- WHAT IS REQUIRED
List every p-value reported in the hypertension trial abstract below, in the order they appear.

- DOCUMENT SEGMENT
────────────────

Objectives: African-Americans (AAs) have a high prevalence of hypertension and their blood pressure (BP) control
on treatment still lags behind other groups. In 2004, NHLBI funded five projects that aimed to evaluate clinically feasible
interventions to effect changes in medical care delivery leading to an increased proportion of AA patients with controlled BP.
Three of the groups performed a pooled analysis of trial results to determine: 1) the magnitude of the combined intervention
effect; and 2) how the pooled results could inform the methodology for future health-system level BP interventions.
Methods: Using a cluster randomized design, the trials enrolled AAs with uncontrolled hypertension to test interventions
targeting a combination of patient and clinician behaviors. The 12-month Systolic BP (SBP) and Diastolic BP (DBP)
effects of intervention or control cluster assignment were assessed using mixed effects longitudinal regression modeling.
Results: 2,015 patients representing 352 clusters participated across the three trials. Pooled BP slopes followed a quadratic
pattern, with an initial decline, followed by a rise toward baseline, and did not differ significantly between intervention
and control clusters: SBP linear coefficient = -2.60±0.21 mmHg per month, p<0.001; quadratic coefficient = 0.167± 0.02
mmHg/month, p<0.001; group by time interaction group by time group x linear time coefficient=0.145 ± 0.293, p=0.622;
group x quadratic time coefficient= -0.017 ± 0.026, p=0.525). Results were similar for DBP. The individual sites did not
have significant intervention effects when analyzed separately.

────────────────

Referring expression pointing data:
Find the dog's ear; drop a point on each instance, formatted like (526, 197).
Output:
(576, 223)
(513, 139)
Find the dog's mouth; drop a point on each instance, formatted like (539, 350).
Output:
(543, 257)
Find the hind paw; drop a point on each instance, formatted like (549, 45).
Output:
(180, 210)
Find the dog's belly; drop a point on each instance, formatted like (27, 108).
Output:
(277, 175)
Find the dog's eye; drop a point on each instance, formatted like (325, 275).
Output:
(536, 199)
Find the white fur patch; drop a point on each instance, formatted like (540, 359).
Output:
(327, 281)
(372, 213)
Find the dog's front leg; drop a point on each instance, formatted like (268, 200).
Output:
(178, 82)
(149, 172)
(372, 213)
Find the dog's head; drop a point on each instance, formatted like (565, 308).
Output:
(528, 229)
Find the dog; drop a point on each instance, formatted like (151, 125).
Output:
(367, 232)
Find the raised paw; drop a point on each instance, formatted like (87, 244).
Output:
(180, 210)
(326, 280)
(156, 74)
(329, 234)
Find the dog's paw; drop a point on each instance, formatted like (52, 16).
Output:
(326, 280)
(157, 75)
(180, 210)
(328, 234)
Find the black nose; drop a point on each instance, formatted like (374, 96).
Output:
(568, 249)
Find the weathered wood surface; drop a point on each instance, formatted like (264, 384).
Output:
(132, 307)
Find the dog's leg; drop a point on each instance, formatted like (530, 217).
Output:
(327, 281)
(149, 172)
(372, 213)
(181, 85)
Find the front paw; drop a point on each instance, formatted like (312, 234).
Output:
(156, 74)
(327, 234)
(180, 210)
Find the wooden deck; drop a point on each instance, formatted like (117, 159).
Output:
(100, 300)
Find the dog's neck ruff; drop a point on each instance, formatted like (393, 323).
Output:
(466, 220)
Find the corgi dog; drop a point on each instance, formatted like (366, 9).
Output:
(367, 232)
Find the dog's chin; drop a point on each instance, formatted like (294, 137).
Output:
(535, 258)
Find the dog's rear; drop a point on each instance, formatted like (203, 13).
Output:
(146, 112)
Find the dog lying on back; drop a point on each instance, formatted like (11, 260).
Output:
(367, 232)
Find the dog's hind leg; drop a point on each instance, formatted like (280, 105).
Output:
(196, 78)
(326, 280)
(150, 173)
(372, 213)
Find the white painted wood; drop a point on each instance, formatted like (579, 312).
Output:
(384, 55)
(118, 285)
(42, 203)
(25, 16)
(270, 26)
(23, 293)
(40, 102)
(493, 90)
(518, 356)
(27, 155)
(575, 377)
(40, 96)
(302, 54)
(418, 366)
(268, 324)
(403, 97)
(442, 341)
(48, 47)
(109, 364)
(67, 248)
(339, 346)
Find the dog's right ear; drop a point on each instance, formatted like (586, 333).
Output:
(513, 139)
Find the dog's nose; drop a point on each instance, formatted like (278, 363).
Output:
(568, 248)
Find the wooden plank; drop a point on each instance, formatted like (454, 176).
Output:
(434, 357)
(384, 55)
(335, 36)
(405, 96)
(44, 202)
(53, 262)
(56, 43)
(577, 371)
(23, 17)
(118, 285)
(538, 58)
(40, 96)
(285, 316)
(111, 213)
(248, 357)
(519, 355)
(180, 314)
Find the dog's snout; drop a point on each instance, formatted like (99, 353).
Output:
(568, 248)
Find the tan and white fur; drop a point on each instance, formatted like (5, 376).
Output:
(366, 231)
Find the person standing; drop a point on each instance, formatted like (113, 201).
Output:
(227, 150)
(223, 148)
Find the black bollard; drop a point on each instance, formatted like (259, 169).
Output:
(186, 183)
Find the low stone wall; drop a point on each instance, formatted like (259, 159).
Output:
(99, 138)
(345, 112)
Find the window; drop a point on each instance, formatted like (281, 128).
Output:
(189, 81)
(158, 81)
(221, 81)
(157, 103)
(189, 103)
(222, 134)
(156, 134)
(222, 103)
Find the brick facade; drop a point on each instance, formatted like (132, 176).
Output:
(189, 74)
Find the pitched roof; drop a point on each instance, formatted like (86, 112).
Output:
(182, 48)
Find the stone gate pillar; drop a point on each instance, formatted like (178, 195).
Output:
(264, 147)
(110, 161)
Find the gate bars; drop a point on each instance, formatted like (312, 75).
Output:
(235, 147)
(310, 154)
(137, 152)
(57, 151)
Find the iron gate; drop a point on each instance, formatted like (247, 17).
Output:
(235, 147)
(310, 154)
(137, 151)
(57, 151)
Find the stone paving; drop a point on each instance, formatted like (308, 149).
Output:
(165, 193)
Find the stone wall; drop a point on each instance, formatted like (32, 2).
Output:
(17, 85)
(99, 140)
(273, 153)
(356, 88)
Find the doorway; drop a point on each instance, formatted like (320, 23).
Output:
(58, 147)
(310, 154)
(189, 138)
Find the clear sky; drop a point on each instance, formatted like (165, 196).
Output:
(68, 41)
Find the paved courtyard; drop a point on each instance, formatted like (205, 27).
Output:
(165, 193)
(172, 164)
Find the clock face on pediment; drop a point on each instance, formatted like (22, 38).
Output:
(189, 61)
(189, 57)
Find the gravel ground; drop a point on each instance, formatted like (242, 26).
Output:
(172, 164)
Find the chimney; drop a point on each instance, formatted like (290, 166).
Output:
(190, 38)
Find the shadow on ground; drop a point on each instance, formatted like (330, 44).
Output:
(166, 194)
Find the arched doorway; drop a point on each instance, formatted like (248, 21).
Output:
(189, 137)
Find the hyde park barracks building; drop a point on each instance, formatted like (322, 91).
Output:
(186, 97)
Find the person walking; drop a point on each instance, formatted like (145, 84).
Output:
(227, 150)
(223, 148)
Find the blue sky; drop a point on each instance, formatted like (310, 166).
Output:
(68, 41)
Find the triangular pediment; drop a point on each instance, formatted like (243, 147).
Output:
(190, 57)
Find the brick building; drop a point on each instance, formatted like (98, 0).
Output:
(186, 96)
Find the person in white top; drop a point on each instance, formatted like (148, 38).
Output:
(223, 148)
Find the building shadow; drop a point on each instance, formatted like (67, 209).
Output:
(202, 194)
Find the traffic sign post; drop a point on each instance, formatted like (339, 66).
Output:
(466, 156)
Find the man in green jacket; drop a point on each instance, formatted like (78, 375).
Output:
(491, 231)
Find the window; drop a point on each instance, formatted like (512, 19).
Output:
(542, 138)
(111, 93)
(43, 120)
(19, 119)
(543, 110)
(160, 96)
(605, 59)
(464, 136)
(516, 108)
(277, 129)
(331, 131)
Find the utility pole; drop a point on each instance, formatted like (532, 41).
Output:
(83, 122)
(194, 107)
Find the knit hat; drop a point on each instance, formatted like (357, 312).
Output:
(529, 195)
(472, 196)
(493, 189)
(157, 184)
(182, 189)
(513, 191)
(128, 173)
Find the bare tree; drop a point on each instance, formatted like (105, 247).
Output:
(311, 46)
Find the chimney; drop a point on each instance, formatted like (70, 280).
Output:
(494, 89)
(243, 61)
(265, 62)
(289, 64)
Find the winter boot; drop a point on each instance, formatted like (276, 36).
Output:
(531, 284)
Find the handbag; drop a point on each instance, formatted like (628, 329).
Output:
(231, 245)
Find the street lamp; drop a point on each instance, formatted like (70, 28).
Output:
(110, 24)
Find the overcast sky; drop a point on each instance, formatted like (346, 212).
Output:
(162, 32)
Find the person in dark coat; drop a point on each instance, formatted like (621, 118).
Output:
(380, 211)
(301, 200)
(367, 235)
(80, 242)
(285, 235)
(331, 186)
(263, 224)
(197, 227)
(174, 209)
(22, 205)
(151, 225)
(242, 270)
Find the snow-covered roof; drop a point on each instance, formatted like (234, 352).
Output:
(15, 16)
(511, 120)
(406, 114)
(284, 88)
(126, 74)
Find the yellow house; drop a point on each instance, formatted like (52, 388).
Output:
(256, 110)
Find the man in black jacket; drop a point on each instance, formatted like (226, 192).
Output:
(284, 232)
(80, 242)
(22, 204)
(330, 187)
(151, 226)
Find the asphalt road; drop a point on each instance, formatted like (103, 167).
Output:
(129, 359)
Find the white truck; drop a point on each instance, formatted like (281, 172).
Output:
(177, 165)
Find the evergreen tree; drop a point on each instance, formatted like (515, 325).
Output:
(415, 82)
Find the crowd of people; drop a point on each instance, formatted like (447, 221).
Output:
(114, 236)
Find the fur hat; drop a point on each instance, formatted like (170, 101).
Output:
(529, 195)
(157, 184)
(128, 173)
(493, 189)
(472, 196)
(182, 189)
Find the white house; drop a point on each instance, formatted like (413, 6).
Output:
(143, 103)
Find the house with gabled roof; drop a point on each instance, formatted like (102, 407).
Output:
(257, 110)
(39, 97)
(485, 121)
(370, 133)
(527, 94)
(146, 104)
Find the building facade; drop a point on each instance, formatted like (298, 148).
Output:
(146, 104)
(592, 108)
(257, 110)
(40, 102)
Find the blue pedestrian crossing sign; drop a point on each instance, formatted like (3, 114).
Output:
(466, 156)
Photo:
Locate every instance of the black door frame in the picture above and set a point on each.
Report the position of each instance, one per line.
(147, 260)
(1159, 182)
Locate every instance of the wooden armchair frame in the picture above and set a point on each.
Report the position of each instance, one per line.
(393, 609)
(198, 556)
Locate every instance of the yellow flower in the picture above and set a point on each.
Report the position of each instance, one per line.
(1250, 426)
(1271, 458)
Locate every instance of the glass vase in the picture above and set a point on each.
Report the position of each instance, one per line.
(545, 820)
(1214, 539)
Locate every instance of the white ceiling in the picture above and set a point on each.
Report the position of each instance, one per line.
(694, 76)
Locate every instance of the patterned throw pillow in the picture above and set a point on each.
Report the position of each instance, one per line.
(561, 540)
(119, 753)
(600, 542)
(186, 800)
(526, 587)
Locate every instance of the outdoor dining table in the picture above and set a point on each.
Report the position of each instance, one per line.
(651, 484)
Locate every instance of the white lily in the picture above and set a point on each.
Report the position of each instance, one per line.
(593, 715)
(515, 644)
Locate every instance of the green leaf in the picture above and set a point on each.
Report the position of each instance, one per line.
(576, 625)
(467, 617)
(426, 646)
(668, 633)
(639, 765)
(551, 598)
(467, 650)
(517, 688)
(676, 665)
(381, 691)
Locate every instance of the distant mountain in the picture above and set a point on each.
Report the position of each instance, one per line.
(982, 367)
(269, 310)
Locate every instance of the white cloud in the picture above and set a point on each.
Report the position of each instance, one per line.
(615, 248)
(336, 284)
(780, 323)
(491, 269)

────────────────

- RESULT
p<0.001
p<0.001
p=0.622
p=0.525